# What is being asked:
Retyping each entry exactly is the whole task.

..............................

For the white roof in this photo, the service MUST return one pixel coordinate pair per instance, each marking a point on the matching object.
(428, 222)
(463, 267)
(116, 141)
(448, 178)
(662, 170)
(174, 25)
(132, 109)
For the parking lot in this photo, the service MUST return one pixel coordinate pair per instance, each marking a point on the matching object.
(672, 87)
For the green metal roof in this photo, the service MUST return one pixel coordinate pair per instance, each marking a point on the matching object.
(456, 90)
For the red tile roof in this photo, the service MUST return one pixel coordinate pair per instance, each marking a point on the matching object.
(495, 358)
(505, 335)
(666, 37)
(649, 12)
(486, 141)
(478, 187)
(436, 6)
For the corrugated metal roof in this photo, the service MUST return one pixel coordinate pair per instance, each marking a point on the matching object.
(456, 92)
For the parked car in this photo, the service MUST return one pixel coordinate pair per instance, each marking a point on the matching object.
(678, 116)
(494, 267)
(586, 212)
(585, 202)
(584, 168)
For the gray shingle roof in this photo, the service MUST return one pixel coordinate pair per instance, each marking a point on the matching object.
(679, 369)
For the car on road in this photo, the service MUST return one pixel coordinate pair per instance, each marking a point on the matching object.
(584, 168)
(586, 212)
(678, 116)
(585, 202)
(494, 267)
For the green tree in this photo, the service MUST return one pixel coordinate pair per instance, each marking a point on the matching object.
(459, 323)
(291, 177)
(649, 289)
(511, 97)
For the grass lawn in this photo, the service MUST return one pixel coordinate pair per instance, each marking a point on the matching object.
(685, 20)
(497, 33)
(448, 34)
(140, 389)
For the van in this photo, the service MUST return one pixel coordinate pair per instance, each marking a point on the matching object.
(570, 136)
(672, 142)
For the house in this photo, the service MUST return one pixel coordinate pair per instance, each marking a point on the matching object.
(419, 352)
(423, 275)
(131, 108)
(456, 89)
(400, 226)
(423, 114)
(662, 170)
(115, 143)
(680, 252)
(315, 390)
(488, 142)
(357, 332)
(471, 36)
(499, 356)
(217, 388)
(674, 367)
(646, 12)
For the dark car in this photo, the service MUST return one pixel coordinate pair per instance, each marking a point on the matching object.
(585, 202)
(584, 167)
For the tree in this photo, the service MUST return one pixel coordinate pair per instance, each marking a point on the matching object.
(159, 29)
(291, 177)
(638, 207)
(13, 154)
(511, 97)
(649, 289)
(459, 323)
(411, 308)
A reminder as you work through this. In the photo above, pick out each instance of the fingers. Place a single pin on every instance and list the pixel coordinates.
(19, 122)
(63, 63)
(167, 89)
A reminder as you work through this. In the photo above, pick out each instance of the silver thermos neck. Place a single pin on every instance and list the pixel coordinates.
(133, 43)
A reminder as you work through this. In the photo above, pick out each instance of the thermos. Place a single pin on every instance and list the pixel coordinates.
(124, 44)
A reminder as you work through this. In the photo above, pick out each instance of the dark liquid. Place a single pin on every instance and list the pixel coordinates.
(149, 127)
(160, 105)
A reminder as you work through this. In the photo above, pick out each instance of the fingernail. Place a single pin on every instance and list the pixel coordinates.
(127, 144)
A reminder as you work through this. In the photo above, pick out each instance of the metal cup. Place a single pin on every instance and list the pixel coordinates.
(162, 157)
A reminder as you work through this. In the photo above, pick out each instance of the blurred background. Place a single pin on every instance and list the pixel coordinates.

..............................

# Task answer:
For the white roof in this photo, the service MUST return one pixel coordinate pair per instance, each marking a point on the matching object.
(428, 222)
(463, 267)
(116, 141)
(448, 178)
(662, 170)
(174, 25)
(132, 109)
For the parking lot in this photo, the service MUST return one pixel coordinate pair per instance, each marking a point on the matching object.
(672, 87)
For the green metal roof in this photo, the service MUST return one pixel coordinate pair per instance, each marking a point on the matching object.
(456, 90)
For the red tile roof in this photo, the service MUST return one pixel coordinate pair per instance, each marking a point on the matching object.
(495, 358)
(505, 335)
(666, 37)
(649, 12)
(486, 141)
(478, 187)
(436, 6)
For the corrugated metal roof in this photo, the service MUST return one pixel coordinate pair per instance, each marking a point on the matching object.
(456, 92)
For the parked car in this photo, the service MUST return one pixel coordinate pair per instance, each marking a point on the matching object.
(678, 116)
(494, 267)
(586, 212)
(585, 202)
(584, 168)
For the gray shingle roof in this photo, the service MUST return one pixel coordinate pair per instance, each marking a point on the matching object.
(679, 369)
For the car on road in this photo, the service MUST return one pixel coordinate pair per instance, each marking a point on the matching object.
(584, 168)
(586, 212)
(678, 116)
(585, 202)
(494, 267)
For the green tree in this photo, the service MUST return one pixel coordinate pair per instance, each marking a point on the matching object.
(459, 323)
(291, 177)
(649, 289)
(511, 97)
For the grass lawn in this photo, the service MUST return one pixel coordinate pair per instance, each marking a point on the matching object.
(685, 20)
(497, 33)
(448, 34)
(140, 389)
For the van in this photo, the service MUST return one pixel coordinate pair per instance, each marking a point on the matching object.
(570, 136)
(672, 142)
For the house in this photo, the service MUST return one pixel coordinate pair per instance, each marking a point on the matching object.
(419, 352)
(423, 275)
(131, 108)
(456, 89)
(400, 226)
(423, 114)
(662, 170)
(115, 143)
(680, 252)
(315, 390)
(488, 142)
(357, 332)
(471, 36)
(499, 356)
(217, 388)
(674, 367)
(646, 12)
For the dark car in this photo, the service MUST return one pixel coordinate pair per instance, each marking a point on the matching object.
(585, 202)
(584, 167)
For the tree in this photo, the service MUST return one pixel coordinate pair per instance, each marking a point on the matching object.
(159, 29)
(291, 177)
(638, 207)
(13, 154)
(511, 97)
(649, 289)
(459, 323)
(411, 308)
A reminder as you work through this. In the photo above, pick out each instance of the fingers. Place a single pin on every instance and list the pixel coordinates.
(19, 122)
(63, 63)
(167, 89)
A reminder as you work through this. In the photo above, pick out each instance of the silver thermos neck. Place a single pin on every instance and list the pixel coordinates.
(133, 43)
A reminder as you work through this. In the photo above, pick out each instance of the thermos. Place a single pin on every instance and list the pixel coordinates.
(124, 44)
A reminder as you work through this. In the photo above, pick out each instance of the dark liquid. Place a single pin on every instance and list the pixel coordinates.
(149, 127)
(160, 105)
A reminder as you work through this. In the photo above, pick out each instance of the fingernail. Place a single pin on every instance and list the pixel coordinates.
(127, 144)
A reminder as you work through this. In the photo above, pick out each instance of the metal cup. Place a single pin on every instance and list the pixel coordinates.
(162, 157)
A reminder as you work through this. In the photo above, pick out each instance of the blurred background. Place a single pin on every instance and list the pixel coordinates.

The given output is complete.